What is expected: Could you return all of the entries word for word, minus any pictures?
___
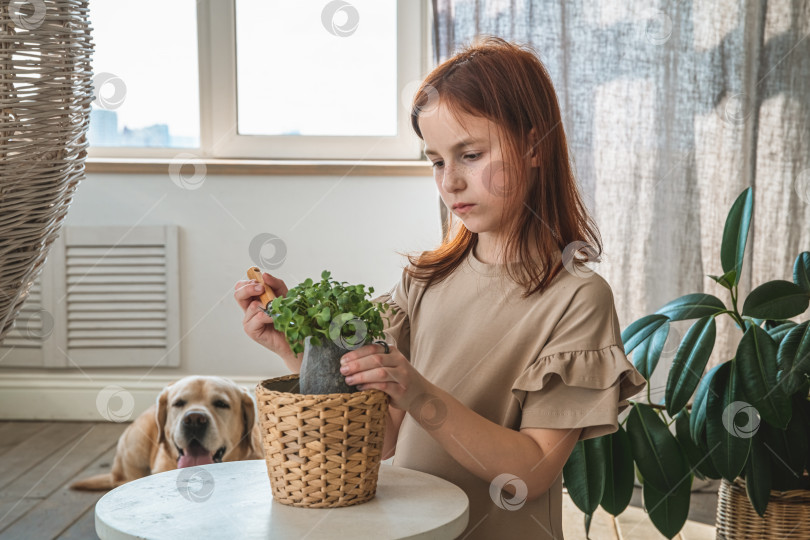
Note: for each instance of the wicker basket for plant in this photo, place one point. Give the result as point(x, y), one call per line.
point(321, 450)
point(787, 515)
point(45, 95)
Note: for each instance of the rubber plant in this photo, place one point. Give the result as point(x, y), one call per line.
point(324, 320)
point(764, 386)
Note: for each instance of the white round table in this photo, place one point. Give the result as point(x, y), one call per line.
point(234, 500)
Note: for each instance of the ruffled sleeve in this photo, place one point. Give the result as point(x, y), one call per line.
point(581, 377)
point(397, 327)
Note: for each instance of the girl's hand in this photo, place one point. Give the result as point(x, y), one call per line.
point(257, 323)
point(392, 373)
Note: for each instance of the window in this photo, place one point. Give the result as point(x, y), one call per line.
point(146, 86)
point(321, 79)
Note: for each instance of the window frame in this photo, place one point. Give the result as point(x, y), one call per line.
point(216, 46)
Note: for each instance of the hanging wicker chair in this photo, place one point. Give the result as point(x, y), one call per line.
point(45, 95)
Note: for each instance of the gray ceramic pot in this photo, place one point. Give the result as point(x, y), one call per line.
point(320, 369)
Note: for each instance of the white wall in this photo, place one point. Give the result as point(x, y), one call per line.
point(351, 226)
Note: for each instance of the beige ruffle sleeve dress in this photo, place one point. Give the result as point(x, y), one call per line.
point(554, 360)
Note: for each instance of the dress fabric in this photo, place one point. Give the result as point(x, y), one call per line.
point(553, 360)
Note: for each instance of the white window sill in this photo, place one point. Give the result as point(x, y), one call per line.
point(261, 167)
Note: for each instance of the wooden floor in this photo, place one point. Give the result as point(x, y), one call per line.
point(39, 459)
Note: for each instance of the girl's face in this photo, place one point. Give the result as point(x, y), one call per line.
point(468, 168)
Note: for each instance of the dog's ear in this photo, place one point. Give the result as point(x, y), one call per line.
point(160, 414)
point(251, 440)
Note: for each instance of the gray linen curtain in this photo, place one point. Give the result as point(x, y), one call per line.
point(671, 109)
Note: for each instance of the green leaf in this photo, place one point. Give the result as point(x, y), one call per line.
point(793, 359)
point(640, 330)
point(735, 233)
point(584, 473)
point(787, 449)
point(647, 354)
point(728, 444)
point(689, 362)
point(618, 473)
point(778, 299)
point(727, 280)
point(758, 474)
point(756, 369)
point(655, 449)
point(801, 270)
point(668, 510)
point(698, 460)
point(692, 306)
point(779, 332)
point(697, 418)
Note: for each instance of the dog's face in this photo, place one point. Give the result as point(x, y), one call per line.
point(205, 420)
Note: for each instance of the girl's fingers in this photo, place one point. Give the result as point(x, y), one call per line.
point(278, 286)
point(368, 369)
point(254, 313)
point(246, 292)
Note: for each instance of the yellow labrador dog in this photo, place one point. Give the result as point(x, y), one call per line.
point(196, 421)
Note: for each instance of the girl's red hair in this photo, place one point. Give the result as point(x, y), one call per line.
point(507, 84)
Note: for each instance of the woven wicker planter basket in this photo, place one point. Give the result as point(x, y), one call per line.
point(787, 515)
point(321, 450)
point(45, 95)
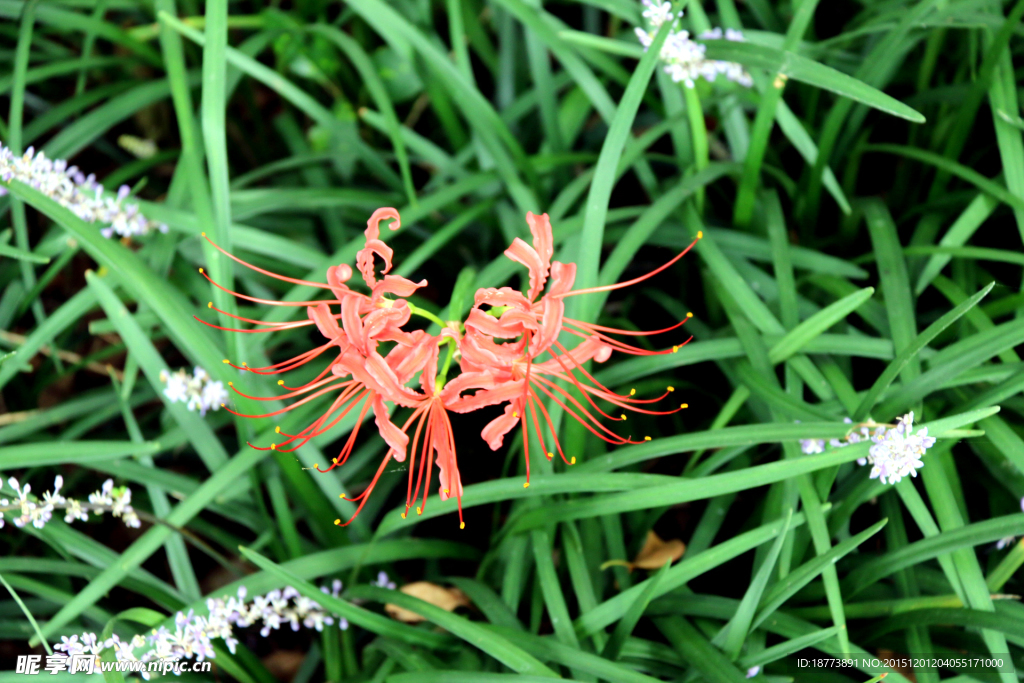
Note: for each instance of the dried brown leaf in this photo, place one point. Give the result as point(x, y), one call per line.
point(445, 598)
point(656, 552)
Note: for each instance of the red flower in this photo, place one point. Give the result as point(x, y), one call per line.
point(511, 373)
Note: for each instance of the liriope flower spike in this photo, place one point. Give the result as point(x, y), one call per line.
point(71, 188)
point(511, 353)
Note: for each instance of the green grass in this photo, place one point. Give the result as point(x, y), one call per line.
point(861, 210)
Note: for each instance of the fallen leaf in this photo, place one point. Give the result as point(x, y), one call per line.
point(445, 598)
point(656, 552)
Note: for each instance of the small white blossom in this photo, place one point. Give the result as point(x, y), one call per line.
point(895, 453)
point(198, 391)
point(812, 445)
point(383, 581)
point(684, 59)
point(194, 635)
point(70, 187)
point(38, 513)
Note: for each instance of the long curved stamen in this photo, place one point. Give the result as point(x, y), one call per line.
point(282, 326)
point(609, 436)
point(418, 416)
point(629, 283)
point(268, 302)
point(279, 368)
point(350, 442)
point(294, 281)
point(365, 496)
point(252, 332)
point(284, 410)
point(631, 333)
point(317, 428)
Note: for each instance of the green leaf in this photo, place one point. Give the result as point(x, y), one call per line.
point(807, 71)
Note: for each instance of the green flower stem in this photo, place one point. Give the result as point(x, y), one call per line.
point(422, 312)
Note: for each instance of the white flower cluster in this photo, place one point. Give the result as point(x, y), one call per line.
point(194, 635)
point(684, 58)
point(383, 581)
point(896, 451)
point(70, 187)
point(37, 513)
point(198, 390)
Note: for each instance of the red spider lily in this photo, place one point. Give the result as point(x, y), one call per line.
point(359, 375)
point(500, 359)
point(510, 373)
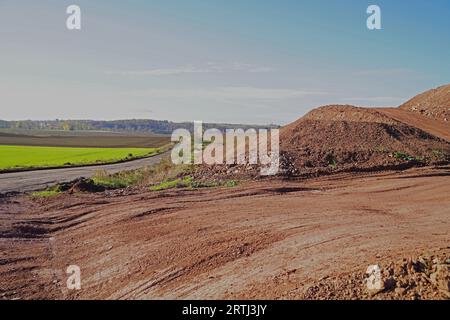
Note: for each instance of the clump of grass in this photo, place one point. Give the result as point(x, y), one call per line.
point(118, 180)
point(190, 183)
point(331, 160)
point(50, 192)
point(231, 184)
point(439, 154)
point(185, 182)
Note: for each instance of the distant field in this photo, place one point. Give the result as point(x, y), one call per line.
point(81, 139)
point(29, 157)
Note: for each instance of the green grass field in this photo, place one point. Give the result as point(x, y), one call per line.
point(29, 157)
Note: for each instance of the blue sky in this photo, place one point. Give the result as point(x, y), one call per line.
point(217, 61)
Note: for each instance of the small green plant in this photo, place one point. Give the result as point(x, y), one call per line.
point(186, 182)
point(118, 180)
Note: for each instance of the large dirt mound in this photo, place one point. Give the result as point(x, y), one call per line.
point(335, 138)
point(434, 103)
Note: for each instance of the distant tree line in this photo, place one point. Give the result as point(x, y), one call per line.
point(135, 125)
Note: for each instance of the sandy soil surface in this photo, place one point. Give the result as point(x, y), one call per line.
point(267, 239)
point(41, 179)
point(438, 128)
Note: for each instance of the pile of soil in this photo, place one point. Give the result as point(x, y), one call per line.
point(424, 277)
point(336, 138)
point(434, 104)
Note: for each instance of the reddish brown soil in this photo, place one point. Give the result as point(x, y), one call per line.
point(334, 138)
point(437, 128)
point(434, 104)
point(267, 239)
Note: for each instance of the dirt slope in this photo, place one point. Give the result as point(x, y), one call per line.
point(269, 240)
point(433, 104)
point(437, 128)
point(339, 137)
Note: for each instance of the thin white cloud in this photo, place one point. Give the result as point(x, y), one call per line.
point(227, 93)
point(210, 67)
point(393, 72)
point(375, 99)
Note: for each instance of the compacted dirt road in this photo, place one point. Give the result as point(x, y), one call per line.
point(39, 179)
point(266, 239)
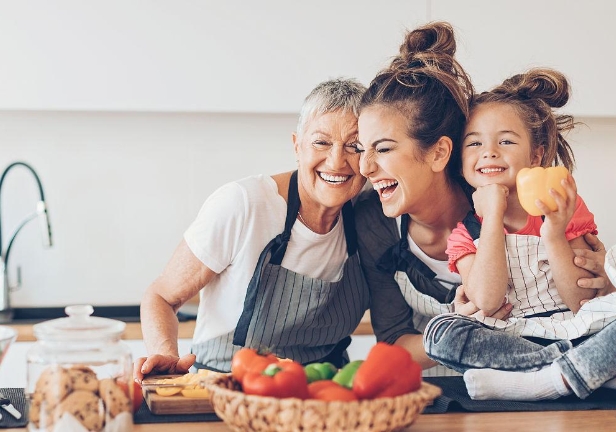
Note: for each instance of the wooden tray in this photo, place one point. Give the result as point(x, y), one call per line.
___
Solution below:
Note: for each instance of the wicker basket for plant in this photo, place one point. Give the result as point(x, y), one call per line.
point(321, 450)
point(787, 515)
point(45, 95)
Note: for each instance of the rubber plant in this photo, place one point. Give the result as point(x, y), one call per line.
point(324, 320)
point(764, 386)
Note: for each instance of the white round table in this photo, place one point. Give the result as point(x, y), one call per line.
point(234, 500)
Note: for each instance of the ruffled sleeve in this photo, place one point. Give the result as point(x, y), one call per line.
point(581, 377)
point(397, 327)
Note: for each instance of the girl's hand in this photo, place one point. Give the result as point(x, y), one call per line.
point(257, 323)
point(392, 373)
Note: for each instance of the window in this photo, place one point. Give the result as point(x, y), one call per line.
point(146, 86)
point(321, 79)
Note: for each instance of the window frame in this photo, place one point. Give the result as point(x, y), one call per line.
point(216, 46)
Note: for each instance of the hanging wicker chair in this photo, place one point. Give the result as point(x, y), one call per line.
point(45, 95)
Note: for each instance of the gray ceramic pot in this photo, place one point. Give the result as point(x, y), one call per line.
point(320, 369)
Note: for each instance of the white wall in this photo, place one point. Give the result as point(x, y), one call per line.
point(351, 226)
Note: for each instance of the beige ruffle sleeve dress in this photo, place one point. Give the result as point(x, y), one call per line.
point(554, 360)
Note: for each instance of the dress fabric in this photo, place one point. Give the result as point(x, y), one call per line.
point(553, 360)
Note: for each instance of the white window sill in this photo, place one point. Give the result as point(x, y), one call per line.
point(261, 167)
Note: for each instance of the wooden floor in this photo, place one point. Give the result as point(x, y), one call per line.
point(39, 459)
Note: for each instance of the girl's face in this photo, place one point. Give the result as point(x, y), one call per line.
point(468, 168)
Note: for each instance of the dog's ear in this photo, place one point. Give the result as point(x, y), one call per line.
point(160, 414)
point(251, 440)
Note: for each instance of the gray linen curtain in this photo, place one point. Give the result as point(x, y), one call per line.
point(671, 109)
Note: for each instance of the green leaf in this photo, place one point. Give the result as point(x, y), one call per line.
point(793, 359)
point(640, 330)
point(735, 233)
point(584, 473)
point(787, 449)
point(647, 354)
point(728, 444)
point(689, 362)
point(618, 473)
point(778, 299)
point(727, 280)
point(758, 474)
point(756, 369)
point(655, 449)
point(801, 270)
point(668, 510)
point(698, 460)
point(692, 306)
point(779, 332)
point(697, 418)
Note: for each instance of the dog's face in this photo, place one point. Give the result as point(x, y), one call per line.
point(205, 420)
Note: for each instance of the girl's fingers in this photo, place one point. Give the result as point(x, y), one call per line.
point(278, 286)
point(368, 369)
point(254, 313)
point(246, 292)
Note: for each instance of the yellow labrador dog in this photo, place one point. Give the result as point(x, y), one call per line.
point(196, 421)
Note: for each instance of the girl's red hair in this photo, place one point. Give the result as point(x, y), one call per line.
point(507, 84)
Note: for each instance of the woven wicker planter basket in this photo, place one point. Give the result as point(x, y), one call per line.
point(787, 515)
point(321, 450)
point(45, 95)
Note: for each instance of the dried brown leaf in this photo, place one point. Give the result as point(x, y), one call per line.
point(445, 598)
point(656, 552)
Note: for each instance of the red flower in this photo, place one point. Give the result as point(x, y), one call per line.
point(511, 373)
Note: for each instance of the liriope flower spike in this photo, place one point. Give the result as point(x, y), one call per line.
point(71, 188)
point(511, 353)
Note: for each instance of the green grass in this photo, place one point. Give the result as point(x, y), one call per line.
point(861, 210)
Note: for each instance of the fallen leaf in this photo, place one point. Give the result as point(x, y), one call per line.
point(445, 598)
point(656, 552)
Note: for each instance of the small white blossom in this photo, place one point. Give the result as point(x, y), one call per line.
point(895, 453)
point(198, 391)
point(812, 445)
point(383, 581)
point(684, 59)
point(194, 635)
point(70, 187)
point(38, 513)
Note: for each instance of the long curved stamen in this photo, place one point. Give the result as point(x, y), one call per line.
point(282, 326)
point(609, 436)
point(418, 416)
point(629, 283)
point(268, 302)
point(279, 368)
point(350, 442)
point(294, 281)
point(365, 496)
point(252, 332)
point(284, 410)
point(631, 333)
point(317, 428)
Note: for each instance of the green leaf in this photo, place one point. Give the result as point(x, y), one call per line.
point(807, 71)
Note: for each instance of the green flower stem in this photo, place one point. Give the result as point(x, y), one call per line.
point(422, 312)
Note: for each instance of the white flower cluster in this photo, place one point. Give the result as point(x, y), one call per line.
point(194, 635)
point(684, 58)
point(383, 581)
point(896, 451)
point(70, 187)
point(37, 513)
point(198, 390)
Note: for each instance of the red spider lily in this photo, place one point. Give the result as point(x, y), one call per line.
point(359, 375)
point(500, 359)
point(510, 373)
Note: for each instance of the clump of grass in this photo, place one point. Give the result as point(x, y), one call per line.
point(118, 180)
point(190, 183)
point(331, 160)
point(50, 192)
point(231, 184)
point(439, 154)
point(185, 182)
Note: for each instance of the distant field in this photo, place one point. Give the result as point(x, y), one call per line.
point(81, 139)
point(29, 157)
Note: for each instance of the green grass field in this photo, place one point. Give the result as point(x, y), one call per line.
point(29, 157)
Note: for each instance of the blue sky in this photo, place one point. Give the result as point(x, y), one call per line.
point(217, 61)
Note: for each instance of the small green plant in this photo, place one point. Give the result as point(x, y), one call per line.
point(186, 182)
point(118, 180)
Note: for each instance of the large dirt mound in this photo, place one point. Give the result as point(x, y), one call per line.
point(335, 138)
point(434, 103)
Note: for each instance of the distant tree line in this photo, place one point. Give the result as point(x, y), one call per line.
point(135, 125)
Note: for each instance of the sandy soil surface in this photo, place one point. Give the result as point(x, y), one call per line.
point(267, 239)
point(41, 179)
point(438, 128)
Note: for each instance of the pile of soil in this photo, place one point. Give the result as point(x, y), one call per line.
point(424, 277)
point(336, 138)
point(434, 104)
Note: for each instance of the reddish brown soil in this photo, place one point. Give the result as point(x, y), one call per line.
point(334, 138)
point(437, 128)
point(434, 104)
point(267, 239)
Note: for each instance of the dirt slope in this photo, place one point. Give the result as point(x, y), one call per line.
point(269, 240)
point(433, 104)
point(437, 128)
point(339, 137)
Note: for each instance of the thin white cloud in this photo, place one point. Give the result as point(x, y), one call per line.
point(227, 93)
point(210, 67)
point(393, 72)
point(375, 99)
Note: for each instance of the compacted dirt road in this photo, place one point. Give the result as point(x, y), one call per line.
point(39, 179)
point(266, 239)
Note: for each instance of the wooden tray in this photo, place one point. Give the result as point(x, y), one call per line.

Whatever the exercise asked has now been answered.